(Document extract):
• • •

# new exhaust pics



## Pmmeke (Jan 29, 2002)




----------



## johnlew (Dec 25, 2001)

Forget the exhaust, that's one shiny bumper in the second shot!


----------



## nate (Dec 24, 2001)

Did you add rear brake ducting?


----------



## Pmmeke (Jan 29, 2002)

*rear brake ducting*

rear brake ducting

i am from europe. I dont understand that word? Whats it mean?


----------



## nate (Dec 24, 2001)

*Re: rear brake ducting*



Pmmeke said:


> *rear brake ducting
> 
> i am from europe. I dont understand that word? Whats it mean? *


Air ventalation to the rear brake rotors

A tube that forces outside air onto the brakes :dunno:


----------



## Ack (Mar 16, 2002)

The car looks great! Are those the SSR GT3 rims? If so, or even not, I really like them. :thumbup:


----------



## Pmmeke (Jan 29, 2002)

*no air ducks*

no i havent added air ducks 

The rims are racing dynamics rs2 19 inch

more pics
http://www.e46fanatics.com/phorum/showauthor.detail.php?a=Pmmeke


----------



## berford (Sep 10, 2002)

• • •

(Dataset excerpt):
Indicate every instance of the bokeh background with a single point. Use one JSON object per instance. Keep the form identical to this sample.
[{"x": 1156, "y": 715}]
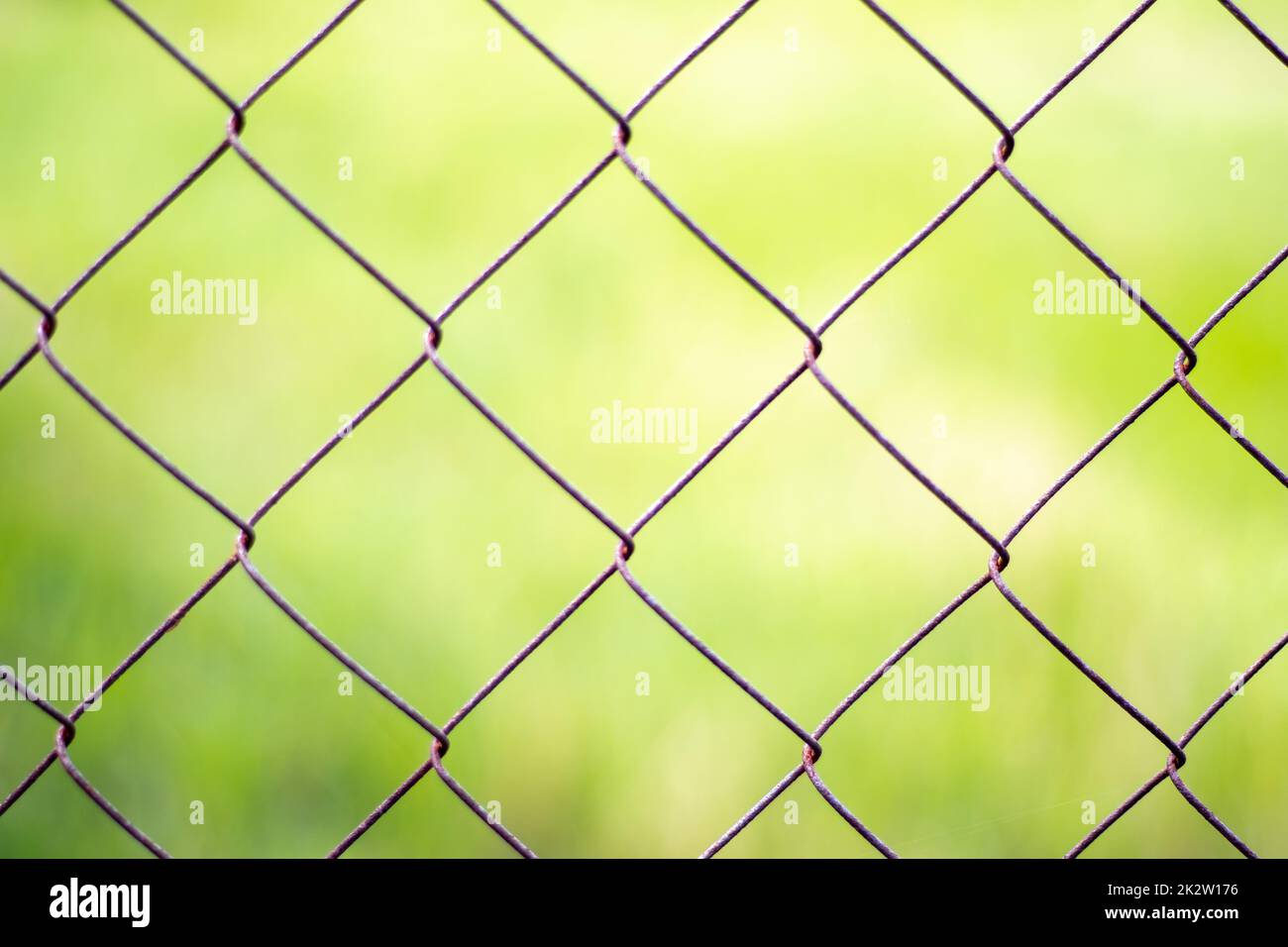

• • •

Resume the forum thread about new exhaust pictures from the point where it stops.

(Reply to the task):
gotta say, one of the nicest looking 3ers I've seen.:thumbup: :thumbup:


----------



## Pmmeke (Jan 29, 2002)

*thanks *

nate328Ci
: the aire mess grill is a optical part of the rd bumper side skirt kit


----------



## bimmee (Mar 23, 2002)

i must say this is the nicest 4 door ive seen so far.... almost nicer than a 2 door  

So....is it a 325 or 330?? :dunno:


----------



## Bavarian (Jun 15, 2002)

You have got one beautiful car there!


----------



## Pmmeke (Jan 29, 2002)

*thanks *

For tax reasons (i have 2 cars and the E46 is my second one) the engine is not a 325 nor a 33O 

To found out look at my site  http://www.pmmeke.netfirms.com


----------



## bimmee (Mar 23, 2002)

That is a hell lot of upgrades, geeze, i still donno what u r driving :lmao: but :thumbup: :thumbup:


----------



## bimmee (Mar 23, 2002)

johnlew said:


> *Forget the exhaust, that's one shiny bumper in the second shot! *


I agree, so pmmeke, which wax/polish do u use?


----------



## Pmmeke (Jan 29, 2002)

*wax*

same brand as the shampoo: wehrle's metalick polish and sometimes turtle beach wax for a quick job.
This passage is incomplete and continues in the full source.